- **Tujuan**
Ubah baris dari yang memuat "Reviewer note: confirm each instance of the balcony" sampai yang memuat "pixel 120 259" dengan mengganti "parked car" menjadi "stationary car", tanpa mengubah bagian lainnya. Tuliskan hanya baris-baris tersebut.
=== Daftar Entri ===
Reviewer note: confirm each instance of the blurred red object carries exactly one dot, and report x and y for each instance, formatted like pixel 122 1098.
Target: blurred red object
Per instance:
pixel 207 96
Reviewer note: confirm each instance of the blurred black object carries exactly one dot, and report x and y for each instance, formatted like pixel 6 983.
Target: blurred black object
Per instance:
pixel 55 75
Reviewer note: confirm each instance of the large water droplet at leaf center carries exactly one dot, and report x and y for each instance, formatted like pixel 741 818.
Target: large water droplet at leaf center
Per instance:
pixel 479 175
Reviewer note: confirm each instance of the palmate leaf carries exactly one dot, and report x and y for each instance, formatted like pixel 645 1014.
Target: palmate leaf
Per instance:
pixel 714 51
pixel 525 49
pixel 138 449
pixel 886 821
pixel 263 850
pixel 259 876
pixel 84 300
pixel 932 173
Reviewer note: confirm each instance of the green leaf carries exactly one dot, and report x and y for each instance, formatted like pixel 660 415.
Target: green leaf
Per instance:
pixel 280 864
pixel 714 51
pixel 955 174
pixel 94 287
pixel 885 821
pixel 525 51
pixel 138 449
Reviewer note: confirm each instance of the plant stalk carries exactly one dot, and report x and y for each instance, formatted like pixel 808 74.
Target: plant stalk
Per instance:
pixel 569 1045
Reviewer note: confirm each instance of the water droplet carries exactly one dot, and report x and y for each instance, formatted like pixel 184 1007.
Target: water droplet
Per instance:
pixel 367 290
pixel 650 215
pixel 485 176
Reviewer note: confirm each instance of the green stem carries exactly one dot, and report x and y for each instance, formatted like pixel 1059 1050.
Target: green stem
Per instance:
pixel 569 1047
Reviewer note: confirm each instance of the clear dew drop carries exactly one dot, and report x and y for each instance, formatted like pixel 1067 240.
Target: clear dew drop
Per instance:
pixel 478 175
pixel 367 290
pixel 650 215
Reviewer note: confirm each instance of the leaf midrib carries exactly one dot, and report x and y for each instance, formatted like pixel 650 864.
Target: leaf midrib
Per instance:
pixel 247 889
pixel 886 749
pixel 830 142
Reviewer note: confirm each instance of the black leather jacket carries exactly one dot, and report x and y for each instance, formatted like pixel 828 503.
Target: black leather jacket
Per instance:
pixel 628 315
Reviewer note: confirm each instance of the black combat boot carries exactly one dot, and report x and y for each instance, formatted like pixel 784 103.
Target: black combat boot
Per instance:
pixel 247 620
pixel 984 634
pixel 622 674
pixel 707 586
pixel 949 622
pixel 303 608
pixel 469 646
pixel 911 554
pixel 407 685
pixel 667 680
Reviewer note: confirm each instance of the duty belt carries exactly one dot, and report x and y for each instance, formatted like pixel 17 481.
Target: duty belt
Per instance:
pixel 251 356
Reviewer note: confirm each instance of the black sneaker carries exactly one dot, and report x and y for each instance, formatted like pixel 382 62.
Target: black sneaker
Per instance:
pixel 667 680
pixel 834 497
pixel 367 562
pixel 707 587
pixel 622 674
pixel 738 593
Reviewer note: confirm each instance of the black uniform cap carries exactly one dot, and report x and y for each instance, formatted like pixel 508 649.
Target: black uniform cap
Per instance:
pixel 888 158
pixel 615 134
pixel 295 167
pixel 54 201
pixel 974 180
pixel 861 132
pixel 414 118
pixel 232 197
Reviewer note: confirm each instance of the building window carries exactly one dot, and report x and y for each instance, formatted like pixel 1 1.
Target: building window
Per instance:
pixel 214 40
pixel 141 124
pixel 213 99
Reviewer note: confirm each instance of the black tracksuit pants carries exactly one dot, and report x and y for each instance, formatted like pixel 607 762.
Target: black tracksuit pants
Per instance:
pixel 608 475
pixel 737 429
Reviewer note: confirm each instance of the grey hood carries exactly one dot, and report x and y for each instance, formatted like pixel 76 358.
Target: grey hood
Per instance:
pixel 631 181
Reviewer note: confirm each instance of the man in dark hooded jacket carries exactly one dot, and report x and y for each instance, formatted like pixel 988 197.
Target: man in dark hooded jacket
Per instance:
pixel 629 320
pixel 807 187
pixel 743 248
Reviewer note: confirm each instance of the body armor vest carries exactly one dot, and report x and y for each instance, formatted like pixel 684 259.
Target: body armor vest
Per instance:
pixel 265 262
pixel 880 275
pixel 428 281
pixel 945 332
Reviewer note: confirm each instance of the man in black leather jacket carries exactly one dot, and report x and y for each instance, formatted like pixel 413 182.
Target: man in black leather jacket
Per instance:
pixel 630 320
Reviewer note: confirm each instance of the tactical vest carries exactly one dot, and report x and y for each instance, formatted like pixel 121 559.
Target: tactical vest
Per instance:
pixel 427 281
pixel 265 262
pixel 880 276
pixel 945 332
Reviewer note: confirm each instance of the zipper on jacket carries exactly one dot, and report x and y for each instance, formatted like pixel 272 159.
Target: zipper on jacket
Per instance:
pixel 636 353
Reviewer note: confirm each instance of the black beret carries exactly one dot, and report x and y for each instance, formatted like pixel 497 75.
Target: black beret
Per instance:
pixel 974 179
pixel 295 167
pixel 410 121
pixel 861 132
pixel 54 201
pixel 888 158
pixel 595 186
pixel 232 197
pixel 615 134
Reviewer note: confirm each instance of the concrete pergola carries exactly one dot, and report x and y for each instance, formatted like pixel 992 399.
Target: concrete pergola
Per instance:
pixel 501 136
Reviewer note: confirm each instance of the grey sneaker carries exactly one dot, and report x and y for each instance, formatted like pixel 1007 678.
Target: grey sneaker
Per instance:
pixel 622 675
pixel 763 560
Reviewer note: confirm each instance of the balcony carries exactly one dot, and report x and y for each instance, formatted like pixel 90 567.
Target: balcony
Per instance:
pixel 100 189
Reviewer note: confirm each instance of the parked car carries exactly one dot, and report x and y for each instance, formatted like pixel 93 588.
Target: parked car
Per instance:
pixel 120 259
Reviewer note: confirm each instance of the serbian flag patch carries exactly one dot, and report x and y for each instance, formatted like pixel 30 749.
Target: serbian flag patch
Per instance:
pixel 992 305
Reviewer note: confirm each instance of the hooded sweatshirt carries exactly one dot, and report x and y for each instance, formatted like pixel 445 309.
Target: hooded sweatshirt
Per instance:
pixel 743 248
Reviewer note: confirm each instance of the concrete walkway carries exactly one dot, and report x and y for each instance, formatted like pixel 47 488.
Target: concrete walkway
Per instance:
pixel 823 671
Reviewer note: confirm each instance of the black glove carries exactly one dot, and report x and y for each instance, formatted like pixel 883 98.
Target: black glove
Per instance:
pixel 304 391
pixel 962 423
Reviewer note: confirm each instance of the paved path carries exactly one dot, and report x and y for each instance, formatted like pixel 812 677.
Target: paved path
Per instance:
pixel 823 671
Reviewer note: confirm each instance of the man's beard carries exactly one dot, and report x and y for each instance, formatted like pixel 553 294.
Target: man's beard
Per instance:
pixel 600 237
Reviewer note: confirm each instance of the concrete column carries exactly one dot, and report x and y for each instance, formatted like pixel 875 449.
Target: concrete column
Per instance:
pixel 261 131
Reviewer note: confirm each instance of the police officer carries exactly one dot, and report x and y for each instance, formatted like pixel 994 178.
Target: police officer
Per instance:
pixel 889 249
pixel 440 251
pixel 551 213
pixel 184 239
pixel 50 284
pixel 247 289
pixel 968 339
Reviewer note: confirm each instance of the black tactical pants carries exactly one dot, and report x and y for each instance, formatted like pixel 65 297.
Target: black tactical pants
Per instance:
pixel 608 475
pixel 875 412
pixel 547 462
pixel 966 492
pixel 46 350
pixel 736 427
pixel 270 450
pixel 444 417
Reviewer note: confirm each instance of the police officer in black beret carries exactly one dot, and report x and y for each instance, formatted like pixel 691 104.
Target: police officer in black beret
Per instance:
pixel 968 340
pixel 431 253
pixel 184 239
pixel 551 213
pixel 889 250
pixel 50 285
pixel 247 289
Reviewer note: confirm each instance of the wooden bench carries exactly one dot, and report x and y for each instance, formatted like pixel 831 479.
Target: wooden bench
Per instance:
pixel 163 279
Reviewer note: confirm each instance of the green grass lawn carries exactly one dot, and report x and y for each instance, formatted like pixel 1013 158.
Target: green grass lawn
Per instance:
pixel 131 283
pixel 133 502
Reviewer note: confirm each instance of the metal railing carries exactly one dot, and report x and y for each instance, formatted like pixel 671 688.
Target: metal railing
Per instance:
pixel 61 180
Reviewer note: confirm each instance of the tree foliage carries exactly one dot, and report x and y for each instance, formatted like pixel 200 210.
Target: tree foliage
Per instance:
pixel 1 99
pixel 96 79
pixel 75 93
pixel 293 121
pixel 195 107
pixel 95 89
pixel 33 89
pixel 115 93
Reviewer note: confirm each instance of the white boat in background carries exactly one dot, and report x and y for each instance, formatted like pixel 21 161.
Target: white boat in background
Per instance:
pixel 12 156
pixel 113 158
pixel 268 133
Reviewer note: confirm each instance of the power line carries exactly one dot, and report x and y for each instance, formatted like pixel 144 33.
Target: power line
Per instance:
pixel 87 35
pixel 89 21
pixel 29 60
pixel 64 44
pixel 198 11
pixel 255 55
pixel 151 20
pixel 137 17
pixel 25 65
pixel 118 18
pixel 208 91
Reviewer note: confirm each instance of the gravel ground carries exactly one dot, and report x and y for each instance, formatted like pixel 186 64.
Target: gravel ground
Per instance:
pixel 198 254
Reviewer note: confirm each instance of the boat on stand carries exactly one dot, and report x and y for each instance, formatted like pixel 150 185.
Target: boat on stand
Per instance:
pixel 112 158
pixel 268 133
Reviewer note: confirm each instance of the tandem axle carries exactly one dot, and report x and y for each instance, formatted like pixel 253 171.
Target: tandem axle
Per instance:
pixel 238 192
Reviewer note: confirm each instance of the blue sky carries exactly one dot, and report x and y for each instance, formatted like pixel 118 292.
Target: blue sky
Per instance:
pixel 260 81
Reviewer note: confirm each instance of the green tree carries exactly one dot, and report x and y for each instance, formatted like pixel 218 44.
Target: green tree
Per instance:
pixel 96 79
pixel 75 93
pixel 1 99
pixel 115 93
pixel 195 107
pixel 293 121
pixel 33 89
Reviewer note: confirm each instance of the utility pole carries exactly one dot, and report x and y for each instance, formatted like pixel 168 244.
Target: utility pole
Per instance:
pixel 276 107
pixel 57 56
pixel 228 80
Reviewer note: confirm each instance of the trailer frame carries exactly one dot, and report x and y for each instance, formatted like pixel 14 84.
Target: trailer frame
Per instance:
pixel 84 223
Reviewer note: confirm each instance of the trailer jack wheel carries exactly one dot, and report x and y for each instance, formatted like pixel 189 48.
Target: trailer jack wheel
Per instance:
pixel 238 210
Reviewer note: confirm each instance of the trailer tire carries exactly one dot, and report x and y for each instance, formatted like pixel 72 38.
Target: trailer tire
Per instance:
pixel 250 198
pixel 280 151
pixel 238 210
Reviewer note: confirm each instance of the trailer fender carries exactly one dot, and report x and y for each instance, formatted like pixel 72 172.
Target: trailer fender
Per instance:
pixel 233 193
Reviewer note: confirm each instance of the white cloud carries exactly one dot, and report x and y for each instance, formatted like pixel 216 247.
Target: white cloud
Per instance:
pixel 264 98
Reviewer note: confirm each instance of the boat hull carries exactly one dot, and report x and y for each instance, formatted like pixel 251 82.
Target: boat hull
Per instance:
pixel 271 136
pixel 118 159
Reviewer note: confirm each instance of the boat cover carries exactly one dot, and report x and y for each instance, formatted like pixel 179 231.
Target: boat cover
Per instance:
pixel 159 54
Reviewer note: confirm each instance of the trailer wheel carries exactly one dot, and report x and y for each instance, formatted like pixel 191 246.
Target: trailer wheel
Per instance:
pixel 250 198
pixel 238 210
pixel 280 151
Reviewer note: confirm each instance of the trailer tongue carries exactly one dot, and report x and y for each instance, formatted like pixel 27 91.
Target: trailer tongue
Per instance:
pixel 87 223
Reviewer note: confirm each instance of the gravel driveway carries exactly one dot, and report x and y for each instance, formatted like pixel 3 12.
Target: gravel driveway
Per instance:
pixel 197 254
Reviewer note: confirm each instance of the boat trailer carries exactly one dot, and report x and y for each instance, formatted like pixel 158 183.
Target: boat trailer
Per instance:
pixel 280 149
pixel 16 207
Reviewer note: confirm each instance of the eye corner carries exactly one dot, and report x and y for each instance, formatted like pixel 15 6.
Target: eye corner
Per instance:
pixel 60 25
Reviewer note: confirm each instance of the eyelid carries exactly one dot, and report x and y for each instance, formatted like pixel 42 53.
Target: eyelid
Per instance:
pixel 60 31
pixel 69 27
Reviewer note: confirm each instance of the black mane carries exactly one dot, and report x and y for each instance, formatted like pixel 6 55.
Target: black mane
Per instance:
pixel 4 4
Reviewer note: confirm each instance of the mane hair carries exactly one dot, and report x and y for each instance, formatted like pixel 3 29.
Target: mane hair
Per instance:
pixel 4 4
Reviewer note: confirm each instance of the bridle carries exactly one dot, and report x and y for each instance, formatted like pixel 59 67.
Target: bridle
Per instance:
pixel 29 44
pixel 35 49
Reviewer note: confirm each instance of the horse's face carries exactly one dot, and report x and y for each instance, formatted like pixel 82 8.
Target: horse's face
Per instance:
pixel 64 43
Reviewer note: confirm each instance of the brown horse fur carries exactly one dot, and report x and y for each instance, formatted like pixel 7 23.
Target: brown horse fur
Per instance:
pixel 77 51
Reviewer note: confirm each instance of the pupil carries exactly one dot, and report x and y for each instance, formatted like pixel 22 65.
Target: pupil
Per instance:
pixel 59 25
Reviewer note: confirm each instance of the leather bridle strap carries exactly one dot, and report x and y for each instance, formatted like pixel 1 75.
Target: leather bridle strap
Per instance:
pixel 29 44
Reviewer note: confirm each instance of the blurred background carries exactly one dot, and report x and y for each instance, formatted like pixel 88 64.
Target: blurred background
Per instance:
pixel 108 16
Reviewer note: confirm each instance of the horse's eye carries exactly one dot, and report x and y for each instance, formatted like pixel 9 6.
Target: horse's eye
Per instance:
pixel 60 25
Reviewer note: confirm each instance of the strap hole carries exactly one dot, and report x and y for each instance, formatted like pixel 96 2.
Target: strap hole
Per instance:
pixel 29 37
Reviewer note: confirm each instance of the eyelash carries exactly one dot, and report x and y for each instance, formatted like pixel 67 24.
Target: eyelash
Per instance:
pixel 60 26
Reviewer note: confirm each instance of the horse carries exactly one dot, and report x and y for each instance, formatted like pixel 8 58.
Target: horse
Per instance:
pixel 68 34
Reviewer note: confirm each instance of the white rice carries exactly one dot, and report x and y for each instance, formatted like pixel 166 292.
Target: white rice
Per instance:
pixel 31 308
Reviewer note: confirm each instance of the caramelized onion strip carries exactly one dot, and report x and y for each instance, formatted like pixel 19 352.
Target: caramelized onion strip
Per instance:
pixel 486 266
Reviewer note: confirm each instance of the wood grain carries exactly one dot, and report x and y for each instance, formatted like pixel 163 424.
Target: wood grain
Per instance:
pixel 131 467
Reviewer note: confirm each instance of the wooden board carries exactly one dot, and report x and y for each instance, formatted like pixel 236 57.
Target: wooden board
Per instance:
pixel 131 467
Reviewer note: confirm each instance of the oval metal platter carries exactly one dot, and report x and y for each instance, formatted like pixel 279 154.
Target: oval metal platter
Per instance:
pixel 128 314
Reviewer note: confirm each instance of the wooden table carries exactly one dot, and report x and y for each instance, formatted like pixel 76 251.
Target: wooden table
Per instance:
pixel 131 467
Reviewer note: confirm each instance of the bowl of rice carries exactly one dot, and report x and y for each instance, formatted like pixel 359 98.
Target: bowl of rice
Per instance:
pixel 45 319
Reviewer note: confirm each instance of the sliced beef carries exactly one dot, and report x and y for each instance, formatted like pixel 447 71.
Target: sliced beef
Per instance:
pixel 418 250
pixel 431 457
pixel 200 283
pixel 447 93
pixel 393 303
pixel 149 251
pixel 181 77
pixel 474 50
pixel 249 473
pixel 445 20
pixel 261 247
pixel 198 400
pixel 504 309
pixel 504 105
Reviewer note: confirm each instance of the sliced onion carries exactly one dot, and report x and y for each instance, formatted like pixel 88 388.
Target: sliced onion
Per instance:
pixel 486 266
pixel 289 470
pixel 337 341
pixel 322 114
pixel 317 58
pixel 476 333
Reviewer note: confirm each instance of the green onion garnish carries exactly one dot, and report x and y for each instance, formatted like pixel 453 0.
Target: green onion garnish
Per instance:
===
- **Jawaban Latihan**
Reviewer note: confirm each instance of the balcony carries exactly one dot, and report x and y for each instance, formatted like pixel 90 567.
Target: balcony
Per instance:
pixel 100 189
Reviewer note: confirm each instance of the stationary car carries exactly one dot, and report x and y for each instance, formatted like pixel 93 588.
Target: stationary car
Per instance:
pixel 120 259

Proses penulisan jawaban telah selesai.